> [TASK PROMPT]
Only an exact repetition of every entry counts as the answer.
+ + + + + + +
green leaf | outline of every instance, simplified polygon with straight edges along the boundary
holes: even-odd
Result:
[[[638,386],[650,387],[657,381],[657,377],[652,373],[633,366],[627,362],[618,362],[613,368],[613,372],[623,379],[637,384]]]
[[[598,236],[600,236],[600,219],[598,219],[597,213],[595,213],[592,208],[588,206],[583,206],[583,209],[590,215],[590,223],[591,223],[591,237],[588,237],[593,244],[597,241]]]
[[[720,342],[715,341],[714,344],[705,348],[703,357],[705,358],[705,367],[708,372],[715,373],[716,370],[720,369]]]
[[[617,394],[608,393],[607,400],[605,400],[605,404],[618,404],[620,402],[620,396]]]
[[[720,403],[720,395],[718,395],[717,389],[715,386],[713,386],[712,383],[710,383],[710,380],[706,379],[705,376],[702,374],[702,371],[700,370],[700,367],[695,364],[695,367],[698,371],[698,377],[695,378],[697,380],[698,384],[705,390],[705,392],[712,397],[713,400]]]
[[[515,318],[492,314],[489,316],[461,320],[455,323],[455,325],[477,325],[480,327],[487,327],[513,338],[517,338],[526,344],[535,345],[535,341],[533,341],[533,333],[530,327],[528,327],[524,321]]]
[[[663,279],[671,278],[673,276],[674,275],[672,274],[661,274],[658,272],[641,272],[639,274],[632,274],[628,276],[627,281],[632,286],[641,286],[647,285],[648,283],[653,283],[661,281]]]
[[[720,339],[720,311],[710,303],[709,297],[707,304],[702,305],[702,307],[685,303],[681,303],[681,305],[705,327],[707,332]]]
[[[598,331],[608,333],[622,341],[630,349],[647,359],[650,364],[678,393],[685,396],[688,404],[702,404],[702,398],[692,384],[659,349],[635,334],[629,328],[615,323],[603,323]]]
+ + + + + + +
> [ANSWER SECTION]
green leaf | outline of every instance, simplified polygon with straight edges along the boundary
holes: even-odd
Result:
[[[638,386],[650,387],[657,381],[657,377],[652,373],[633,366],[627,362],[618,362],[613,368],[613,372],[623,379],[637,384]]]
[[[598,236],[600,236],[600,219],[598,219],[597,213],[595,213],[592,208],[588,206],[583,206],[583,209],[590,215],[590,223],[591,223],[591,237],[588,237],[593,244],[597,241]]]
[[[720,342],[715,341],[714,344],[705,348],[703,357],[705,358],[705,367],[708,372],[715,373],[716,370],[720,369]]]
[[[617,394],[608,393],[607,400],[605,400],[605,404],[618,404],[620,402],[620,396]]]
[[[720,403],[720,395],[718,395],[717,389],[715,386],[713,386],[712,383],[710,383],[710,380],[706,379],[705,376],[702,374],[702,371],[700,370],[700,367],[695,364],[695,367],[698,371],[698,377],[695,378],[697,380],[698,384],[705,390],[705,392],[712,397],[713,400]]]
[[[515,318],[492,314],[489,316],[461,320],[455,323],[455,325],[477,325],[480,327],[487,327],[513,338],[517,338],[526,344],[535,345],[535,341],[533,341],[533,333],[530,327],[528,327],[524,321]]]
[[[663,279],[671,278],[673,276],[674,275],[672,274],[661,274],[658,272],[641,272],[639,274],[632,274],[628,276],[627,281],[632,286],[641,286],[647,285],[648,283],[653,283],[661,281]]]
[[[720,339],[720,311],[710,303],[709,297],[707,304],[702,305],[702,307],[685,303],[681,303],[681,305],[705,327],[707,332]]]
[[[598,331],[608,333],[622,341],[630,349],[647,359],[650,364],[678,393],[685,396],[688,404],[702,404],[702,398],[692,384],[659,349],[635,334],[629,328],[615,323],[603,323]]]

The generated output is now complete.